— BEGIN RECORDS TO USE —
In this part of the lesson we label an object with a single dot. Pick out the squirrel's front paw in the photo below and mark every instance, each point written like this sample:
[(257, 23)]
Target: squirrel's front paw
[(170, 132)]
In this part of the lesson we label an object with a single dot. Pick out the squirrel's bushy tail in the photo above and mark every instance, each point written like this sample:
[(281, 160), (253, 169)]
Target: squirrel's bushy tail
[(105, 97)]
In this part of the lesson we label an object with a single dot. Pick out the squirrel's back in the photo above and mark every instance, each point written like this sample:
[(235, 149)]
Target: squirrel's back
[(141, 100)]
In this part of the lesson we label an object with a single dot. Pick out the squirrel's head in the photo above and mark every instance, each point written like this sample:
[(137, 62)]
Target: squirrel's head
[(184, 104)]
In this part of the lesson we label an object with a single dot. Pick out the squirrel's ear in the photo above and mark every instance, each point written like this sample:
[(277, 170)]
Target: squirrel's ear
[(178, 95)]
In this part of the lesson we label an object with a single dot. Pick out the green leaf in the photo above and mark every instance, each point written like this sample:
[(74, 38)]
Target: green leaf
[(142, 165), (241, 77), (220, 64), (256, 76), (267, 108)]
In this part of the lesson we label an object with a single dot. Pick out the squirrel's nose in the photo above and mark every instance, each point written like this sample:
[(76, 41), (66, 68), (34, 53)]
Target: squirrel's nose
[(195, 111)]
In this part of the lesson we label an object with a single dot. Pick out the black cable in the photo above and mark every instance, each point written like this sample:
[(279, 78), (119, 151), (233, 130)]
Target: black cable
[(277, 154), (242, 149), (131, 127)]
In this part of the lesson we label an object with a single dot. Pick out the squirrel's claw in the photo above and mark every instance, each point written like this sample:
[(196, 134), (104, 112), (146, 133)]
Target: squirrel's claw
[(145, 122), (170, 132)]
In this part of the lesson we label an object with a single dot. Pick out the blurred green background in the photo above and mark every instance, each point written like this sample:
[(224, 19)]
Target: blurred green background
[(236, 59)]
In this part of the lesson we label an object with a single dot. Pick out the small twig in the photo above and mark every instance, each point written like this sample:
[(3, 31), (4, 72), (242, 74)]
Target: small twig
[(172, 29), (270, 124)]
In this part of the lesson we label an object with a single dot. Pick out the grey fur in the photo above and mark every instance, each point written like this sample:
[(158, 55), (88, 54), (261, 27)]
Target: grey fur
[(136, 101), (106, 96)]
— END RECORDS TO USE —
* **EXERCISE INSTRUCTIONS**:
Reproduce all of the data above, swapping every "single dot" for "single point" and leaving everything else unchanged.

* **RESULT**:
In this part of the lesson we label an object with a single point. Pick out the squirrel's front paw in the photo below and mark every instance, each point written like this sample:
[(257, 23)]
Target: squirrel's front paw
[(170, 132)]
In this part of the lesson we label an object with a single point. Pick out the squirrel's bushy tail in the photo above and mark every instance, each point written like this sample:
[(281, 160), (253, 169)]
Target: squirrel's bushy tail
[(105, 97)]
In this part of the lesson we label an object with a single point. Pick out the squirrel's back in the photo above and mark every instance, each point written like this sample:
[(235, 149)]
Target: squirrel's back
[(141, 100)]
In this part of the lesson we label an object with a single point. Pick out the squirrel's head in the photo above and mark every instance, each point written like this sample:
[(137, 62)]
Target: squirrel's head
[(184, 104)]
In this part of the lesson we label an object with a single point. Pick out the squirrel's ear in the photo above and mark every instance, each point written like this sample:
[(277, 170)]
Target: squirrel's ear
[(178, 95)]
In this part of the lesson we label an object with a single point. Pick out the green leaf in the photo above and mark every instance, each point written like this sample:
[(74, 38)]
Target: green leaf
[(142, 165), (241, 77), (220, 64), (256, 76), (267, 108)]
In this part of the lesson we label an object with a single point. Pick out the squirrel's nose in the photo above and mark every instance, each point written like this sample:
[(76, 41), (66, 68), (34, 53)]
Target: squirrel's nose
[(195, 111)]
In this part of the lesson we label an object with a single point. Pick out the black cable in the photo above and mark every instance, each point written like this sample:
[(279, 78), (119, 151), (233, 130)]
Target: black cable
[(277, 154), (242, 149), (131, 127)]
In this part of the lesson we label an object with a single point. Pick out the squirrel's claw in the photo above and mark every instance, each point written like this sample:
[(196, 134), (104, 112), (146, 133)]
Target: squirrel's claw
[(145, 122), (170, 132)]
In this part of the lesson we label an object with a single point. Pick out the blurred green background in the photo above and mark every instance, each point written like this sample:
[(224, 19)]
Target: blurred green background
[(236, 59)]
In this part of the lesson we label an object with a single point. Pick out the small twig in the photo above and mark every instance, each point written like this sample:
[(3, 31), (4, 72), (242, 74)]
Target: small twig
[(172, 29), (270, 124)]
In this part of the lesson we label an object with a single point. Pick out the grey fur in the photo above and mark every instance, each point written like this sample:
[(158, 55), (88, 54), (261, 27)]
Target: grey fur
[(136, 101), (106, 96)]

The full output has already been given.